• データセットの行:
┌──

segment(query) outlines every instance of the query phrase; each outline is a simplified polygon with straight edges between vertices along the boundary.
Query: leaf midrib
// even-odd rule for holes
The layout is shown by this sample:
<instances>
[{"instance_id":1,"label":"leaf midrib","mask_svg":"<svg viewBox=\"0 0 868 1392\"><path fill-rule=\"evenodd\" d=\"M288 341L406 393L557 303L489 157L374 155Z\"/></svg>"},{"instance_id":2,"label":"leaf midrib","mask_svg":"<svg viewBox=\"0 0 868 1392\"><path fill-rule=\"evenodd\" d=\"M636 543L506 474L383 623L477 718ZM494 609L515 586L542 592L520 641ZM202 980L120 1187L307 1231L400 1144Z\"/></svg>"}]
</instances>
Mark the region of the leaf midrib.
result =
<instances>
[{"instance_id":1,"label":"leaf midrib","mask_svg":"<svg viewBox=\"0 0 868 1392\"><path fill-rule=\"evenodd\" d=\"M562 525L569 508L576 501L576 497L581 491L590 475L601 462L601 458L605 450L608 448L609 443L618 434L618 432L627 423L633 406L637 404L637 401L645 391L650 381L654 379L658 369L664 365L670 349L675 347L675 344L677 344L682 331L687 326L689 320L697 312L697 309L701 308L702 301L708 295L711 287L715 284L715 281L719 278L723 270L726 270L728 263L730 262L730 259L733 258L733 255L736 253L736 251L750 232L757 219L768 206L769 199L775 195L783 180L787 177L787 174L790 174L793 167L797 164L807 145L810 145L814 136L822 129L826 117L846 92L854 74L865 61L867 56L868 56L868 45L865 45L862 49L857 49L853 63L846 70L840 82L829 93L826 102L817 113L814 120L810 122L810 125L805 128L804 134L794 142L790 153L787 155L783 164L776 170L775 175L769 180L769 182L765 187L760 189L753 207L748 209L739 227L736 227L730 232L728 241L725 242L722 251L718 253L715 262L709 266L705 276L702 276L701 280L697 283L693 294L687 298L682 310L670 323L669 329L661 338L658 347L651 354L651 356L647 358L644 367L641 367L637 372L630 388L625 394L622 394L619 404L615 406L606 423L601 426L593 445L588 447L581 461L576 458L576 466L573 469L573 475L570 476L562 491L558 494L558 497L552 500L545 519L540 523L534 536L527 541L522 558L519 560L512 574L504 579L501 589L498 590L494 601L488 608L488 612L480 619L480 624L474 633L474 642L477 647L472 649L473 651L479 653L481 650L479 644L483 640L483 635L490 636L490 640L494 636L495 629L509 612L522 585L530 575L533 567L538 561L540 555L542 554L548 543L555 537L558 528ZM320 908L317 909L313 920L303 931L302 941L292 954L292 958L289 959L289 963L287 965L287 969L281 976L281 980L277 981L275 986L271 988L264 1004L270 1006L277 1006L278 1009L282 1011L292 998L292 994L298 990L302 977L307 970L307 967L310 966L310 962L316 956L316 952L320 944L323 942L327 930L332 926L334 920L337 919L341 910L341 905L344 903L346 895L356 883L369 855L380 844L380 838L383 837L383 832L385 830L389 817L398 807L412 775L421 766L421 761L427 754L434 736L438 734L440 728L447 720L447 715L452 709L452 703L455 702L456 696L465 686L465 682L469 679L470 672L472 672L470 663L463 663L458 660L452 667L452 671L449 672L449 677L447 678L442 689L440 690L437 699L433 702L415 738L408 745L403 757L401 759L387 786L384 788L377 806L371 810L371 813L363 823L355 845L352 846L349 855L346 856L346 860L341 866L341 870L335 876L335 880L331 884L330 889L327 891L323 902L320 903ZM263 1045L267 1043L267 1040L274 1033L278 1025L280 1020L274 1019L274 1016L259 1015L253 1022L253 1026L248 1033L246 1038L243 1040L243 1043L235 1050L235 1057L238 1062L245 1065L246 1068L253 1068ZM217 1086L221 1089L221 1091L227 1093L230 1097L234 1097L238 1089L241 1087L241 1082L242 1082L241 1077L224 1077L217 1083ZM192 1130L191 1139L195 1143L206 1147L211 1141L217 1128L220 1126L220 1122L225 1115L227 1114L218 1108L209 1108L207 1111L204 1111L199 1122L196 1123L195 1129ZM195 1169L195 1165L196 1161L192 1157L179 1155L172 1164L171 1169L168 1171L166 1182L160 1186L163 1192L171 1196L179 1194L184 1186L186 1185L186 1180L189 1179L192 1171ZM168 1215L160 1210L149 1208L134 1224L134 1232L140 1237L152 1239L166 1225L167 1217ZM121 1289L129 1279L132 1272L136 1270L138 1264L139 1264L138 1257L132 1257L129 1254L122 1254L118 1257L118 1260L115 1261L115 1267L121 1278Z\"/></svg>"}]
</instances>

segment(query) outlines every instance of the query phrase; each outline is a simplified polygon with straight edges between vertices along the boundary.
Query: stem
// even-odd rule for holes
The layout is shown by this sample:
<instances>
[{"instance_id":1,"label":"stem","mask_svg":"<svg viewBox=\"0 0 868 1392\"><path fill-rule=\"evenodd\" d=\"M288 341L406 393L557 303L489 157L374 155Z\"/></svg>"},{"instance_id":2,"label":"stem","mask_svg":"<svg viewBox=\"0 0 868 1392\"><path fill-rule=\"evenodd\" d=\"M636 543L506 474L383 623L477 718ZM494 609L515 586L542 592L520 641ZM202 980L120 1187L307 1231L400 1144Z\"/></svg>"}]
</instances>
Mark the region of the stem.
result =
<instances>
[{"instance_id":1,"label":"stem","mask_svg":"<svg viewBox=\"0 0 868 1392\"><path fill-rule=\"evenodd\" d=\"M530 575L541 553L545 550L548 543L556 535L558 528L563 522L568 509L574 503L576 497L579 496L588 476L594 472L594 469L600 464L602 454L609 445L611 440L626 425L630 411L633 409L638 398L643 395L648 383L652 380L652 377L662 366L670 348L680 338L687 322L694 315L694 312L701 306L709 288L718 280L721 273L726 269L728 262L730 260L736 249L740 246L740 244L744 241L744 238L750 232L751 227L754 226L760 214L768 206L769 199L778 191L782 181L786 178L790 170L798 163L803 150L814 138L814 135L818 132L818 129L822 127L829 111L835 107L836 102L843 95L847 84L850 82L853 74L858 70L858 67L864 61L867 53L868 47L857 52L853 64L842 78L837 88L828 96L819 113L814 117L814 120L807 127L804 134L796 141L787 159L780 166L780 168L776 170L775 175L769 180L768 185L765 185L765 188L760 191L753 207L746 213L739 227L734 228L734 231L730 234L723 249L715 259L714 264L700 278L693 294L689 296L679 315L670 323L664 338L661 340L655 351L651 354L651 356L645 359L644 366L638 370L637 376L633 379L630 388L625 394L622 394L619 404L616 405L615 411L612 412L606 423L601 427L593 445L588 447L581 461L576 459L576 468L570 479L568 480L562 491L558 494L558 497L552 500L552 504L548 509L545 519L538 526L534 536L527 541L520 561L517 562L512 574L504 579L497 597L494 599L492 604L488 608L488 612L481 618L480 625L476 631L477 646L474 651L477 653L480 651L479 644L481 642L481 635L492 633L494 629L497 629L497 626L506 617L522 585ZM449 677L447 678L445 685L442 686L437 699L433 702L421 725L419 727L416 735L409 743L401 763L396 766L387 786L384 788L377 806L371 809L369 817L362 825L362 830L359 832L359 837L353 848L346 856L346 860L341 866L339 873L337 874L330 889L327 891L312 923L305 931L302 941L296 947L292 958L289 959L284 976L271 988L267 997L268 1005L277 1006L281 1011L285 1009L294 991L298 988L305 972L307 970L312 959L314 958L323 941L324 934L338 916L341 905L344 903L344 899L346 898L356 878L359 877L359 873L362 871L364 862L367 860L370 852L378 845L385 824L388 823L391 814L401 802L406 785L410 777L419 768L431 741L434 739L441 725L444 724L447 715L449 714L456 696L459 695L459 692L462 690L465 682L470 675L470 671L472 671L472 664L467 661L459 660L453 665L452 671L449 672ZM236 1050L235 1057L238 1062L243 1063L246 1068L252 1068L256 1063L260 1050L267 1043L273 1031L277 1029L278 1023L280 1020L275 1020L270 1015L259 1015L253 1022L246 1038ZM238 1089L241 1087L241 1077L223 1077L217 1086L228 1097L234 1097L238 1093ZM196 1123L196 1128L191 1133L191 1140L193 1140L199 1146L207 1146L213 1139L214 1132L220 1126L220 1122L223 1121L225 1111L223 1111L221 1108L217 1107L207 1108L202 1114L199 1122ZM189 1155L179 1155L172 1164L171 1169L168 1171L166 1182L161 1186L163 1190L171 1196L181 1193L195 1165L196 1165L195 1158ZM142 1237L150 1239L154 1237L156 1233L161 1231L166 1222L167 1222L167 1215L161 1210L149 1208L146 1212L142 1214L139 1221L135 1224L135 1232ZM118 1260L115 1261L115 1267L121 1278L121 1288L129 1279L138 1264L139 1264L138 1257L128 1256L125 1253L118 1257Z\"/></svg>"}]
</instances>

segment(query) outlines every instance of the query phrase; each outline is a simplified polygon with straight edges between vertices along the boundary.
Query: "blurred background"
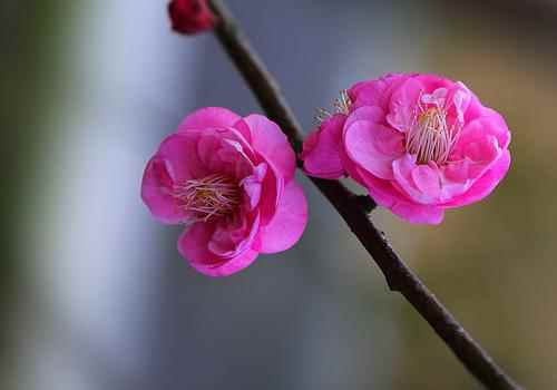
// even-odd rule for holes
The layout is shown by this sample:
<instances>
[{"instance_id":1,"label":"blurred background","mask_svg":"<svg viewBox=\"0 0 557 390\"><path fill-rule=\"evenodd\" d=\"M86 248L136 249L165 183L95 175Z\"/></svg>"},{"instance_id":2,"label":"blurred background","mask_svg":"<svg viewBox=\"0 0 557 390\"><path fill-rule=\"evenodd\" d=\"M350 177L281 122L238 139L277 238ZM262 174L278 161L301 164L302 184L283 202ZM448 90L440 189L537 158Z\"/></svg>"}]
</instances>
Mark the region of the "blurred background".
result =
<instances>
[{"instance_id":1,"label":"blurred background","mask_svg":"<svg viewBox=\"0 0 557 390\"><path fill-rule=\"evenodd\" d=\"M393 246L528 389L557 388L557 2L229 0L306 131L387 71L465 81L501 111L512 167L483 202ZM202 106L261 113L208 33L164 1L0 2L0 389L479 389L387 289L303 177L293 250L194 272L141 204L145 163Z\"/></svg>"}]
</instances>

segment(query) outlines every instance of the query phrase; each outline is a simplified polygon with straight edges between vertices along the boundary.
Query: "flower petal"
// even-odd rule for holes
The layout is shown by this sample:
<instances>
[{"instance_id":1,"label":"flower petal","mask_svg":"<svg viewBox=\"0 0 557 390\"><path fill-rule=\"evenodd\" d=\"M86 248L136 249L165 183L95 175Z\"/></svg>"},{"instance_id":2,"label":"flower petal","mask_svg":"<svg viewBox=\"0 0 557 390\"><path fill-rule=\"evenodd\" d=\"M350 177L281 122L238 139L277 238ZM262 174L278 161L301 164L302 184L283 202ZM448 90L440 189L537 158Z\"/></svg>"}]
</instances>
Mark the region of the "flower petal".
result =
<instances>
[{"instance_id":1,"label":"flower petal","mask_svg":"<svg viewBox=\"0 0 557 390\"><path fill-rule=\"evenodd\" d=\"M304 160L304 170L309 175L321 178L339 178L344 175L339 147L345 120L344 115L336 114L324 120L304 140L301 158Z\"/></svg>"},{"instance_id":2,"label":"flower petal","mask_svg":"<svg viewBox=\"0 0 557 390\"><path fill-rule=\"evenodd\" d=\"M202 130L206 128L226 128L232 127L240 119L242 119L242 117L234 114L229 109L222 107L205 107L185 117L179 124L177 131L188 131L192 129Z\"/></svg>"},{"instance_id":3,"label":"flower petal","mask_svg":"<svg viewBox=\"0 0 557 390\"><path fill-rule=\"evenodd\" d=\"M153 216L166 224L178 224L187 218L174 198L173 181L166 162L158 156L153 157L141 182L141 199Z\"/></svg>"},{"instance_id":4,"label":"flower petal","mask_svg":"<svg viewBox=\"0 0 557 390\"><path fill-rule=\"evenodd\" d=\"M211 223L196 223L178 240L178 251L189 265L208 276L228 276L252 264L258 252L245 250L232 259L222 259L208 251L208 242L215 232Z\"/></svg>"},{"instance_id":5,"label":"flower petal","mask_svg":"<svg viewBox=\"0 0 557 390\"><path fill-rule=\"evenodd\" d=\"M294 177L296 158L278 125L263 115L250 115L238 120L234 127L242 133L248 129L251 145L256 153L275 166L285 181Z\"/></svg>"},{"instance_id":6,"label":"flower petal","mask_svg":"<svg viewBox=\"0 0 557 390\"><path fill-rule=\"evenodd\" d=\"M348 156L373 175L392 179L392 162L404 153L404 137L394 129L358 120L344 129L344 145Z\"/></svg>"},{"instance_id":7,"label":"flower petal","mask_svg":"<svg viewBox=\"0 0 557 390\"><path fill-rule=\"evenodd\" d=\"M307 202L302 187L291 181L284 188L271 222L260 230L260 252L276 253L294 245L307 223Z\"/></svg>"},{"instance_id":8,"label":"flower petal","mask_svg":"<svg viewBox=\"0 0 557 390\"><path fill-rule=\"evenodd\" d=\"M473 185L465 194L452 198L443 204L443 207L460 207L471 203L481 201L489 195L499 184L502 177L507 174L510 167L510 153L504 150L497 162L473 183Z\"/></svg>"},{"instance_id":9,"label":"flower petal","mask_svg":"<svg viewBox=\"0 0 557 390\"><path fill-rule=\"evenodd\" d=\"M443 208L434 205L421 205L410 201L391 182L377 178L360 170L361 178L370 196L378 205L390 209L404 221L414 224L439 224L443 220Z\"/></svg>"}]
</instances>

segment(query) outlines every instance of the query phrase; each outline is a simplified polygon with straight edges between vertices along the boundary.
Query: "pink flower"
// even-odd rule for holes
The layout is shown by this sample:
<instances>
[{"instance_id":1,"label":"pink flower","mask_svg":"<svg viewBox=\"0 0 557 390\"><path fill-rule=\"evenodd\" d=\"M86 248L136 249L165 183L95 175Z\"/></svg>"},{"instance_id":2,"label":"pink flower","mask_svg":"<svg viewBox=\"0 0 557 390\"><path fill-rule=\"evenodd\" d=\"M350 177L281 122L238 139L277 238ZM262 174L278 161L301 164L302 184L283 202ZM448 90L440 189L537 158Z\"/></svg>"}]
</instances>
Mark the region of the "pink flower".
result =
<instances>
[{"instance_id":1,"label":"pink flower","mask_svg":"<svg viewBox=\"0 0 557 390\"><path fill-rule=\"evenodd\" d=\"M207 0L173 0L168 3L168 14L173 30L179 33L199 33L215 26Z\"/></svg>"},{"instance_id":2,"label":"pink flower","mask_svg":"<svg viewBox=\"0 0 557 390\"><path fill-rule=\"evenodd\" d=\"M302 235L307 205L294 169L294 152L273 121L208 107L163 140L141 198L160 222L186 224L178 251L192 266L225 276Z\"/></svg>"},{"instance_id":3,"label":"pink flower","mask_svg":"<svg viewBox=\"0 0 557 390\"><path fill-rule=\"evenodd\" d=\"M478 202L510 165L505 119L462 84L431 75L385 75L354 85L306 138L307 174L363 185L412 223Z\"/></svg>"}]
</instances>

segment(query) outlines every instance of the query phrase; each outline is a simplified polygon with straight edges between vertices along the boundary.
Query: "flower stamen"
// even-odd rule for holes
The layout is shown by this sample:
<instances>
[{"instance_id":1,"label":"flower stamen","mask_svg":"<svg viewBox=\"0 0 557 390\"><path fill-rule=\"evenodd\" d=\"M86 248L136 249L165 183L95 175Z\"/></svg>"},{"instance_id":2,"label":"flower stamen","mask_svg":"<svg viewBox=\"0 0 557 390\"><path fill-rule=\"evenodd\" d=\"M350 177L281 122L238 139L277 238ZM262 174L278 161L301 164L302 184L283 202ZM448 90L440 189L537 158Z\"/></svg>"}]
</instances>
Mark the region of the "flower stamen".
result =
<instances>
[{"instance_id":1,"label":"flower stamen","mask_svg":"<svg viewBox=\"0 0 557 390\"><path fill-rule=\"evenodd\" d=\"M340 96L333 101L333 110L330 111L325 108L317 108L315 114L315 123L321 125L323 121L330 119L336 114L349 115L352 100L346 89L341 90Z\"/></svg>"},{"instance_id":2,"label":"flower stamen","mask_svg":"<svg viewBox=\"0 0 557 390\"><path fill-rule=\"evenodd\" d=\"M180 207L195 215L195 221L207 222L234 213L241 202L241 192L232 177L213 174L175 186L174 197Z\"/></svg>"},{"instance_id":3,"label":"flower stamen","mask_svg":"<svg viewBox=\"0 0 557 390\"><path fill-rule=\"evenodd\" d=\"M444 105L444 96L420 95L407 134L407 150L417 156L417 163L439 165L449 158L462 129L459 118L449 126L449 107L450 104Z\"/></svg>"}]
</instances>

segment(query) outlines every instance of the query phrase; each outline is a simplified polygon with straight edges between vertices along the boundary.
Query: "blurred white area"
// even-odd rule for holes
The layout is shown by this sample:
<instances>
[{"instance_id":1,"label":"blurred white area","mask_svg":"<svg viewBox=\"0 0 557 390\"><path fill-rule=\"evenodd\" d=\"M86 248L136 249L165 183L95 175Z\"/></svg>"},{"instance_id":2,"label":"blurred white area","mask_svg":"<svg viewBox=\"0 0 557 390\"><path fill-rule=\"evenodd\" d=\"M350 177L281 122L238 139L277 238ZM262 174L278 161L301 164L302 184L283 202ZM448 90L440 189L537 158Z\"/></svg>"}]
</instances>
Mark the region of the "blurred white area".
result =
<instances>
[{"instance_id":1,"label":"blurred white area","mask_svg":"<svg viewBox=\"0 0 557 390\"><path fill-rule=\"evenodd\" d=\"M349 84L418 67L418 50L391 47L405 33L404 10L290 3L233 8L306 128L313 108ZM271 16L289 20L285 35L266 28ZM312 216L300 245L229 280L188 269L175 250L179 228L141 204L144 165L187 110L258 110L212 37L170 33L158 1L87 2L70 23L60 114L47 125L55 138L38 168L40 194L29 196L36 244L20 243L35 279L20 313L17 387L388 387L393 302L306 181Z\"/></svg>"}]
</instances>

└──

• 記述課題: 上の行のうち、「region」という文字列を含む行をすべて抜き出してください。

• 想定解答:
Mark the region of the leaf midrib.
Mark the region of the stem.
Mark the region of the "blurred background".
Mark the region of the "flower petal".
Mark the region of the "pink flower".
Mark the region of the "flower stamen".
Mark the region of the "blurred white area".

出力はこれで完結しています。